**SOURCE EXTRACT:**
____________________

2. The Food and Drug Administration: 2005 Food Code is the public health guidance document for all food shows. All food items offered for sale or sample must comply with the conditions under which it is prepared, stored, displayed and all other sanitary conditions related to food items at the show must meet the food code.
3. Exhibitors are responsible for providing documentation that all products being sampled and/or sold are from an approved source. These documents must be provided to Sunbelt Shows as soon as possible.
For Persons bottling or canning or representing products which are bottled or canned: This may be done by providing (A & B or A & C)
A. A copy of the scheduled process authority letter, and
B. For those not exempt and required to file the following is required: i. A copy of FDA form 2541 showing the FCE number ii. A copy of FDA form 2541a (ingredients or recipes may be redacted) iii. A copy of the latest FDA inspection (ingredients or recipes may be redacted) and/or an actual copy of the latest inspection by the health agency, or
C. For those exempt from filing: i. A copy of the processor’s permit/license ii. A copy of the latest inspection by the health agency
4. Exhibitors must follow best practices for food handling and preparation, including without limitation the following practices: a. Pre-cooked meats should be used. b. Product labels must be correct. c. No bare hand contact with ready to eat foods will be allowed. d. Food contact surfaces must be smooth and easily cleanable. e. All booths must have sanitizing solutions or sanitizing wipes for sanitizing surfaces. f. Each booth must have a hand washing station consisting of water from a gravity-fed container, catch basin, and soap and paper towels. Gel sanitizer may be used in addition to good hand washing. g. Serving containers must be clean and sanitary.
5. Exhibitors must have documentation that all products transported have been maintained in a safe manner and must be available to health inspectors. This can be accomplished by providing temperature logs showing temperatures at departures, arrival and during the event. Temperature logs can be downloaded from our site.

____________________

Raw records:

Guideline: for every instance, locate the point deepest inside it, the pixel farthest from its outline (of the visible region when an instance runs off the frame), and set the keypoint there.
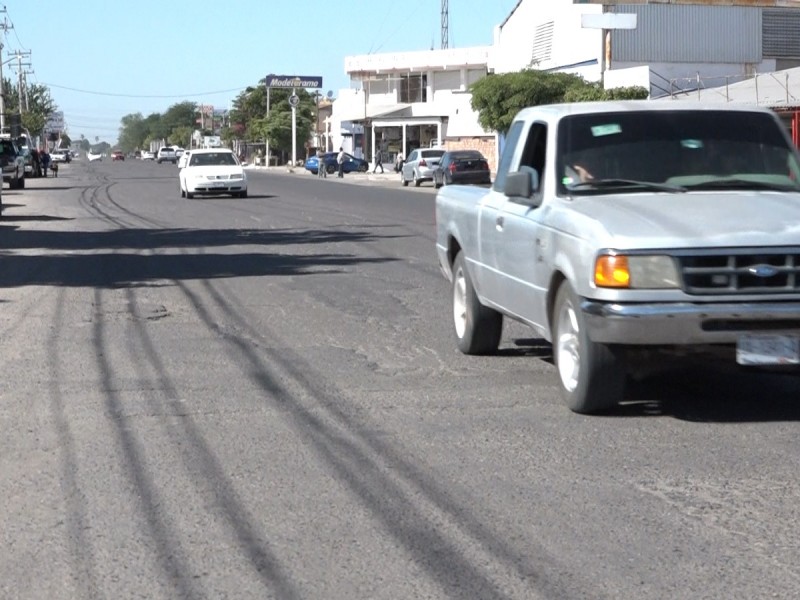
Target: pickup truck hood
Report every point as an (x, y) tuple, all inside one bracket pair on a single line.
[(693, 219)]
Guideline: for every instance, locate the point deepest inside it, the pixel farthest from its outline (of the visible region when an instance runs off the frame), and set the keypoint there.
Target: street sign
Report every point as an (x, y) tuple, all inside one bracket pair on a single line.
[(293, 81)]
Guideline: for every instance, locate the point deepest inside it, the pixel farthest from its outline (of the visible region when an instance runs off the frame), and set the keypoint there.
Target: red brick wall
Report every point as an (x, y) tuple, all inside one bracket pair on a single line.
[(485, 145)]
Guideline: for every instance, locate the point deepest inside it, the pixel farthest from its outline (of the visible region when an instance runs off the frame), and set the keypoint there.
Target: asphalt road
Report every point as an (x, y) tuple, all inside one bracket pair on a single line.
[(261, 398)]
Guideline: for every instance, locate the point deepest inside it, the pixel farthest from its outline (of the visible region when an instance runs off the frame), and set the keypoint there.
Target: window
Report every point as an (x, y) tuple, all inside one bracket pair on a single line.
[(413, 88), (510, 146)]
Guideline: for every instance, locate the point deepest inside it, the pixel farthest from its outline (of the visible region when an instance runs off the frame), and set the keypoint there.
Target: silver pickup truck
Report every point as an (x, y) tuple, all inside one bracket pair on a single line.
[(622, 230)]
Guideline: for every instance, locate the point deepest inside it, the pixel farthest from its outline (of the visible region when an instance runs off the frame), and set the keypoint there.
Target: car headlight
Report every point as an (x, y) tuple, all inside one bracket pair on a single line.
[(635, 271)]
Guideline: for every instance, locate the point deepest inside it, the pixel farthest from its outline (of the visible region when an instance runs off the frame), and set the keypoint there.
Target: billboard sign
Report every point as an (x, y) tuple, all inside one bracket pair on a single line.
[(55, 122), (293, 81), (769, 3)]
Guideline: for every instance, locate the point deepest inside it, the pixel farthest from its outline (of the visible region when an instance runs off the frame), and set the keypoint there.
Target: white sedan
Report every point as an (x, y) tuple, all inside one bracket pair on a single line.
[(212, 171)]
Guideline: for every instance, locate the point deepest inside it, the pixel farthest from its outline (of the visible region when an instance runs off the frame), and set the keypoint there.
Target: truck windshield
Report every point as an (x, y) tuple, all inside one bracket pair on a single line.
[(687, 149)]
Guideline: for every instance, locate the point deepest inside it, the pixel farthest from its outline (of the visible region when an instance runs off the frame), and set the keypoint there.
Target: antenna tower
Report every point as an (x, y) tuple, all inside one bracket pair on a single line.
[(445, 26)]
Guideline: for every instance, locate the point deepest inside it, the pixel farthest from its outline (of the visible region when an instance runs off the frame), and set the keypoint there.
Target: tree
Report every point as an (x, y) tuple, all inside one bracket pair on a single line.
[(498, 98), (593, 91), (133, 132), (39, 105), (180, 136), (183, 114)]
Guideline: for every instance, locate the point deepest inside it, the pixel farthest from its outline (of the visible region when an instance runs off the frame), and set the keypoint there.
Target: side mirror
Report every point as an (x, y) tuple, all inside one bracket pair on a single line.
[(520, 185)]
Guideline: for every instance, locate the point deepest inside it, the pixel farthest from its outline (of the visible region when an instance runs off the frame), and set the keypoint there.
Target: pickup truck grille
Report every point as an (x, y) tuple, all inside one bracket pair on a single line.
[(741, 273)]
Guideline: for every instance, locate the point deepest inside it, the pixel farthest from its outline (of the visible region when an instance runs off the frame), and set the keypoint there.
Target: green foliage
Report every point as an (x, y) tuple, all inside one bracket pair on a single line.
[(180, 136), (592, 92), (498, 98), (40, 105)]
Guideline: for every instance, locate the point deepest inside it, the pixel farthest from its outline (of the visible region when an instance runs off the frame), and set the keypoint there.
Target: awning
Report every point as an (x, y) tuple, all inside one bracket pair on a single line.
[(353, 113)]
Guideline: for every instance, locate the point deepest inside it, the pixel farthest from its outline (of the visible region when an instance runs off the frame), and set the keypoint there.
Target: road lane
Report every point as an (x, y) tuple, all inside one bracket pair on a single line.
[(261, 397)]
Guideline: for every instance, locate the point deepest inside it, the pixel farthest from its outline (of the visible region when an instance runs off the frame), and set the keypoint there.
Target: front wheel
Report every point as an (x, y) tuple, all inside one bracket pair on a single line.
[(592, 375), (478, 328)]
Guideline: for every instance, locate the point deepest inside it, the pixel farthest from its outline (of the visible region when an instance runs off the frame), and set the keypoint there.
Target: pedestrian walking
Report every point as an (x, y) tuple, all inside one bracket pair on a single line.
[(45, 158), (340, 161), (322, 168), (378, 160)]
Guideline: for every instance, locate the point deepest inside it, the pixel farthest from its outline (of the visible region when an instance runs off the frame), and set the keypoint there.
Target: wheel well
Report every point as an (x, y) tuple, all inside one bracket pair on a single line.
[(453, 248), (556, 279)]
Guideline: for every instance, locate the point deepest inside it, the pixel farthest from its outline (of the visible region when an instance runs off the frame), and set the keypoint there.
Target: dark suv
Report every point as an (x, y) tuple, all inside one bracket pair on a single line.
[(12, 163)]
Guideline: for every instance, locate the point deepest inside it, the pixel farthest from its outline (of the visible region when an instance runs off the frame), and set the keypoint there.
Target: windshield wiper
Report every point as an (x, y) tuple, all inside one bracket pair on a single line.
[(605, 184), (742, 184)]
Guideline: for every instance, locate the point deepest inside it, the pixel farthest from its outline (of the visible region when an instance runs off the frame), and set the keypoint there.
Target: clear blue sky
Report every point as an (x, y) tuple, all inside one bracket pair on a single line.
[(104, 59)]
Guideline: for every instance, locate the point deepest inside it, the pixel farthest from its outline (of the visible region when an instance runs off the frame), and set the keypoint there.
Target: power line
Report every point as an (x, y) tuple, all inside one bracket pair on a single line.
[(96, 93)]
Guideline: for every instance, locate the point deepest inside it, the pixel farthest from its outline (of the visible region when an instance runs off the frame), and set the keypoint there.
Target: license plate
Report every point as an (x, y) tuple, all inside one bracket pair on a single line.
[(768, 349)]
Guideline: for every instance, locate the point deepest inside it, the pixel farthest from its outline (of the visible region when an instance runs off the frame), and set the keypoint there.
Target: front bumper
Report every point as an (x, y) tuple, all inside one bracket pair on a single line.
[(219, 187), (685, 323)]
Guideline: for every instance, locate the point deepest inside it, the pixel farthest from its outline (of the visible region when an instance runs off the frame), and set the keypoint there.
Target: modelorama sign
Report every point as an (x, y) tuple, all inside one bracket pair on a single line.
[(293, 81), (770, 3)]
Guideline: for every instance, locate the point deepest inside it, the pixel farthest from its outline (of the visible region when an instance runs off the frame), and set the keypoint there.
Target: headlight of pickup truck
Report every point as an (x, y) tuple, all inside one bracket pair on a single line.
[(635, 272)]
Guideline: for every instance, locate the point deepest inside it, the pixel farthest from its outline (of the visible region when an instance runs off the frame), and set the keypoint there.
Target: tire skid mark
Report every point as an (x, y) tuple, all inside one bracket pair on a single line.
[(171, 557), (243, 525), (357, 458), (81, 556)]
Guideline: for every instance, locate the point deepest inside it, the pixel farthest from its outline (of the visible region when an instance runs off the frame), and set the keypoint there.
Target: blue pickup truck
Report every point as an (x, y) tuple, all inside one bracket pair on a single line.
[(622, 231)]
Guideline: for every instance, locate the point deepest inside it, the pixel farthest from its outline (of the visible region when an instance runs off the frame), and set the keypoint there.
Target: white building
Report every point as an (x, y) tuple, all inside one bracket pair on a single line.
[(414, 99), (409, 100), (674, 47)]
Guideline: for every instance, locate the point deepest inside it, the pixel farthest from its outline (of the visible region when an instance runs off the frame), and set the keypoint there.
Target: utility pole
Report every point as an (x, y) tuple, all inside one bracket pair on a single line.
[(445, 24), (21, 76), (5, 27)]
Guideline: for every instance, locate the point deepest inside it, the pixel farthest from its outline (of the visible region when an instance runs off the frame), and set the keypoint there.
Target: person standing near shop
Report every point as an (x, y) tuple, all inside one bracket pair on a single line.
[(378, 160), (340, 161), (322, 168)]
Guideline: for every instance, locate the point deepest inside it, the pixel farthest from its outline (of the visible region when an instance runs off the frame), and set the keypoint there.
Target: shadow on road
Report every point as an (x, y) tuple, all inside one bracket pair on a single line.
[(141, 257)]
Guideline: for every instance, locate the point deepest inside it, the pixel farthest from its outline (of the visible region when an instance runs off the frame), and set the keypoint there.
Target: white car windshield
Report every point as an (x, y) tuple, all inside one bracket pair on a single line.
[(704, 149), (212, 159)]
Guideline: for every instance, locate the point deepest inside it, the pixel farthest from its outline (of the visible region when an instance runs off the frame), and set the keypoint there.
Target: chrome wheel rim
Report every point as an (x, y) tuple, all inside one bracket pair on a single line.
[(460, 302), (568, 348)]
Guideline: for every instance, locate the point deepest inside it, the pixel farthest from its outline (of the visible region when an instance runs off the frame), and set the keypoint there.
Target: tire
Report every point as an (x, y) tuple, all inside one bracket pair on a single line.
[(592, 375), (478, 328)]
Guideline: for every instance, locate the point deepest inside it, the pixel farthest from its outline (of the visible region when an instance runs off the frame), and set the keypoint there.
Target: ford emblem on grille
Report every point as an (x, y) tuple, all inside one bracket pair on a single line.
[(762, 270)]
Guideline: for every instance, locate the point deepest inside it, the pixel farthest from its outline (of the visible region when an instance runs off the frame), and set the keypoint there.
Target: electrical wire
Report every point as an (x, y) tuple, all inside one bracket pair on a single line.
[(97, 93)]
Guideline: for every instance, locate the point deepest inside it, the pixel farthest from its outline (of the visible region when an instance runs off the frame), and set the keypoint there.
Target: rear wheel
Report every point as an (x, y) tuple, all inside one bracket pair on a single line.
[(592, 375), (478, 328)]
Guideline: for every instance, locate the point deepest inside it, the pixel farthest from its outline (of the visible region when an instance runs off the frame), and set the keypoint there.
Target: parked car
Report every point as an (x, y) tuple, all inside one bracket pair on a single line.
[(167, 154), (351, 163), (462, 167), (212, 171), (12, 164), (420, 165)]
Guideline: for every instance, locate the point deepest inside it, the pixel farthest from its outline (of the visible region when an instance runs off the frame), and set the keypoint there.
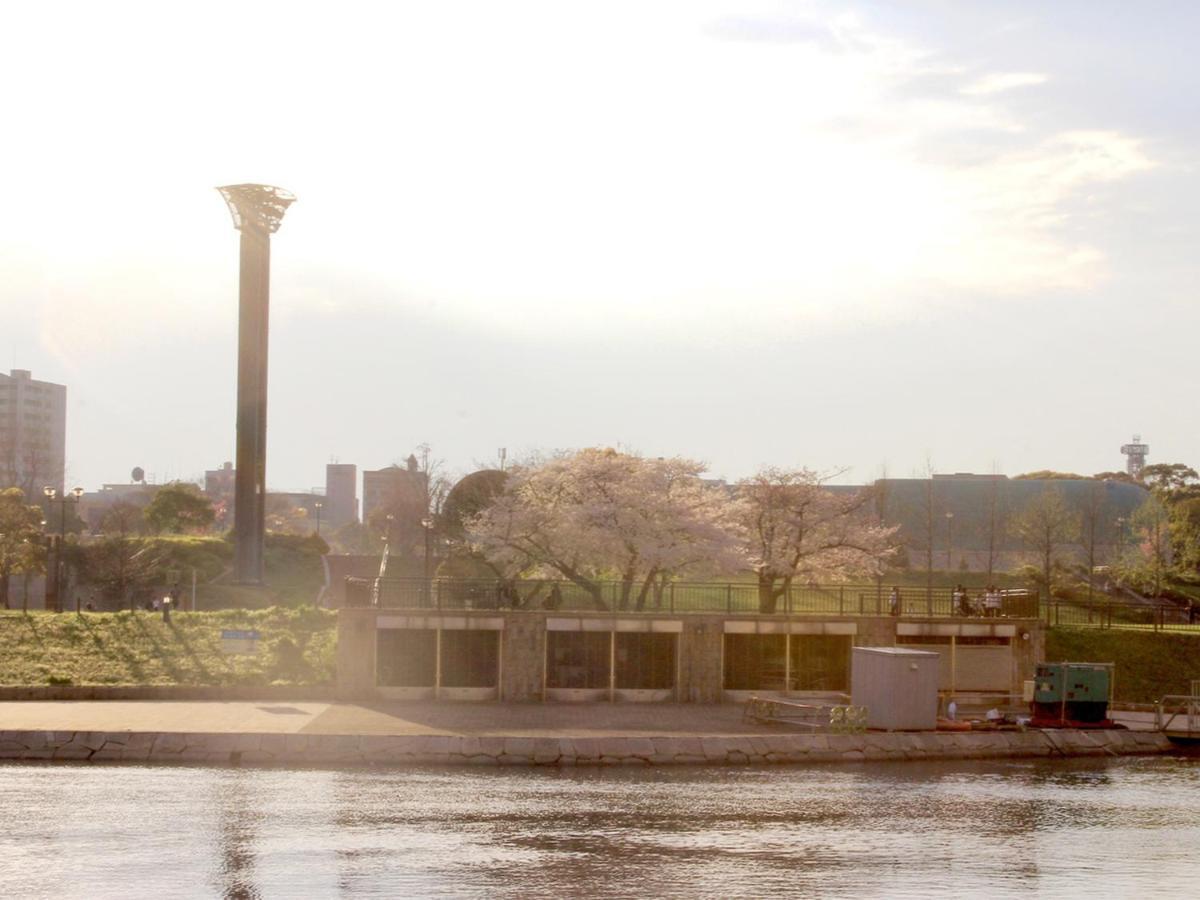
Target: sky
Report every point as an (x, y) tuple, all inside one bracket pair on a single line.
[(863, 238)]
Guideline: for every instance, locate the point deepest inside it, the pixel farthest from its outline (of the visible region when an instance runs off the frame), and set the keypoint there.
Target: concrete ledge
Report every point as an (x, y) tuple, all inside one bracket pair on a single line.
[(321, 693), (459, 750)]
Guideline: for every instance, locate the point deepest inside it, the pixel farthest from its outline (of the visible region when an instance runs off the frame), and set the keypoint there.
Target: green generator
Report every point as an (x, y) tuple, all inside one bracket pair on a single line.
[(1072, 695)]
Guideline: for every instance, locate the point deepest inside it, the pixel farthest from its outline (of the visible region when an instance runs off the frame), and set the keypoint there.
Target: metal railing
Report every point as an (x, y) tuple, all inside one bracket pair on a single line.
[(1105, 615), (672, 598)]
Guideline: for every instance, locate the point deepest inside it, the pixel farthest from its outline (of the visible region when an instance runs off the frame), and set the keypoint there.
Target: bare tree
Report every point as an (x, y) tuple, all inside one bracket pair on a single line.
[(1092, 517), (997, 520), (1044, 525)]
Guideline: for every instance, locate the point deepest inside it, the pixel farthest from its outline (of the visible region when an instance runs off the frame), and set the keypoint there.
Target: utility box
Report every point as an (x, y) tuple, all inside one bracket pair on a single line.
[(1072, 695), (898, 687)]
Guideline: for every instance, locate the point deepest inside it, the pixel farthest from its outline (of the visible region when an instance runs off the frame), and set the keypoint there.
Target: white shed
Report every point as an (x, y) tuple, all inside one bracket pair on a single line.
[(898, 687)]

____________________

**TASK PROMPT:**
Continue the food show exhibitor requirements after their final sentence, matching their numbered format and formal tone.

**THE RESPONSE:**
6. Exhibitors must have proper holding temperatures for hot and cold food. Food and meats must be kept in separate coolers, raw and cooked meat as well as different species of meats must be kept separate. Foods labeled “Keep Refrigerated after Opening” must be maintained at a temperature of 41 degrees or below at all times either through adequate use of ice or refrigeration.
7. Exhibitors must have accurate, calibrated thermometers to ensure correct product temperatures at all times, whether in storage or while on display.
8. Ice will be available for purchase from the Sunbelt Shows registration desk throughout the show. Water and other supplies will be available at the show from an approved vendor.
9. Exhibitors are not allowed to cook in any of the Sandia Resort and Casino’s kitchens.
10. Exhibitors may only distribute “bite size” samples of no more than two (2) ounces of food or non-alcoholic beverages free of charge. All samples need to be provided in a single service container. Serving sample from a common container is not permitted.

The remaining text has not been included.